• _TEXTO PARA LEER_
+-------+
@gara_dlazkano

Brexit: un terremoto geopolítico de consecuencias imprevisibles

La atención se centra estos días en el brutal impacto del Brexit en el completamente descabezado mapa político británico y mira de reojo las fluctuaciones financieras mundiales. Pero el verdadero terremoto de la salida británica de la UE es geopolítico. Y sus consecuencias se verán en años.

Dabid Lazkanoiturburu (Gorka RUBIO/ARGAZKI PRESS)
Dabid Lazkanoiturburu (Gorka RUBIO/ARGAZKI PRESS)

El Brexit ha abierto una brecha de consecuencias desconocidas en el orden internacional inaugurado tras el desmoronamiento de la URSS y de los regímenes del llamado socialismo real.

Ese orden aprovechó el estrepitoso fracaso de la experiencia igualitarista comunista soviética hace 25 años para instaurar el reinado absoluto del neoliberalismo económico, lo que ha multiplicado exponencialmente en los últimos años la desigualdad social y, en paralelo con la globalización, ha creado una crisis de identidad y una angustia existencial en amplias capas de la población occidental.

Estas, desde el obrero de Lancashire hasta el seguidor de Donald Trump de Detroit, responden con un repliegue identitario y con un voto anti que mezcla el loable desplante a las élites y el rechazo a todo lo que, de malo pero también de bueno, ha supuesto y supone, la modernidad globalizadora occidental.
+-------+
• _INSTRUCCIÓN DADA A_
Copia palabra por palabra el artículo sobre el Brexit completo, sin cambiar nada.
• _INSTRUCCIÓN DADA B_
Reescribe como lista numerada las filas que van desde la línea que contiene "Note: for every instance of the flush" hasta la última de las filas, ambas incluidas. Deja fuera las líneas en blanco.

• _EXTRACTOS DE DATOS_
+-------+
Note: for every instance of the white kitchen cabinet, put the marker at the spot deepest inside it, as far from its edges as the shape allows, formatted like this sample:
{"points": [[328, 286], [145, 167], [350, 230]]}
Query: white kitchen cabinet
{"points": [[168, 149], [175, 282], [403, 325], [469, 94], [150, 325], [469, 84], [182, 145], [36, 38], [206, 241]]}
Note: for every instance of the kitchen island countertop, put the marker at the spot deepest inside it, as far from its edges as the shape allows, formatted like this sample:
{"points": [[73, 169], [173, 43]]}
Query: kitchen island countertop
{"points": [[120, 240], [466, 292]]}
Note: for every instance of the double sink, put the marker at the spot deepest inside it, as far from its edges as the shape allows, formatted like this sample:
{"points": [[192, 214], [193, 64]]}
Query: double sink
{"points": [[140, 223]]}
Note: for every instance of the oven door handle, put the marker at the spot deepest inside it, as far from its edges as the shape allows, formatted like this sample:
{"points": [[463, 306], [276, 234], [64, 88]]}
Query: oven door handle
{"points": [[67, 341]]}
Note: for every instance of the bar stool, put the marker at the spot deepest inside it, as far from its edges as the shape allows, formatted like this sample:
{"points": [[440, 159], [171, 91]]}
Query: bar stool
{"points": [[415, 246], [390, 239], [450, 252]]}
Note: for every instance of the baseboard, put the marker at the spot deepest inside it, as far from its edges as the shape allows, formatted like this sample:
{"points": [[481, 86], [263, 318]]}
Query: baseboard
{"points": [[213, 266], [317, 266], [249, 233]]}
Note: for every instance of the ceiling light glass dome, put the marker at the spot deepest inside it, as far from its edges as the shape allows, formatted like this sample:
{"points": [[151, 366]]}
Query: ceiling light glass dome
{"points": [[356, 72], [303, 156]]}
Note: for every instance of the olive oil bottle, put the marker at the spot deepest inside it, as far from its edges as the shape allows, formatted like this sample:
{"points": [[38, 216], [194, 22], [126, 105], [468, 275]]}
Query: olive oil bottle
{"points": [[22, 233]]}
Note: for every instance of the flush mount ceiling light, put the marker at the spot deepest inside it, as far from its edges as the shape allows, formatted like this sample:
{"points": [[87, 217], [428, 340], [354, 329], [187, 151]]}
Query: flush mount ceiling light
+-------+
• _RESPUESTA COMPLETA A_
@gara_dlazkano

Brexit: un terremoto geopolítico de consecuencias imprevisibles

La atención se centra estos días en el brutal impacto del Brexit en el completamente descabezado mapa político británico y mira de reojo las fluctuaciones financieras mundiales. Pero el verdadero terremoto de la salida británica de la UE es geopolítico. Y sus consecuencias se verán en años.

Dabid Lazkanoiturburu (Gorka RUBIO/ARGAZKI PRESS)
Dabid Lazkanoiturburu (Gorka RUBIO/ARGAZKI PRESS)

El Brexit ha abierto una brecha de consecuencias desconocidas en el orden internacional inaugurado tras el desmoronamiento de la URSS y de los regímenes del llamado socialismo real.

Ese orden aprovechó el estrepitoso fracaso de la experiencia igualitarista comunista soviética hace 25 años para instaurar el reinado absoluto del neoliberalismo económico, lo que ha multiplicado exponencialmente en los últimos años la desigualdad social y, en paralelo con la globalización, ha creado una crisis de identidad y una angustia existencial en amplias capas de la población occidental.

Estas, desde el obrero de Lancashire hasta el seguidor de Donald Trump de Detroit, responden con un repliegue identitario y con un voto anti que mezcla el loable desplante a las élites y el rechazo a todo lo que, de malo pero también de bueno, ha supuesto y supone, la modernidad globalizadora occidental.

• _RESPUESTA COMPLETA B_
1. Note: for every instance of the flush mount ceiling light, put the marker at the spot deepest inside it, as far from its edges as the shape allows, formatted like this sample:
2. {"points": [[87, 217], [428, 340], [354, 329], [187, 151]]}
3. Query: flush mount ceiling light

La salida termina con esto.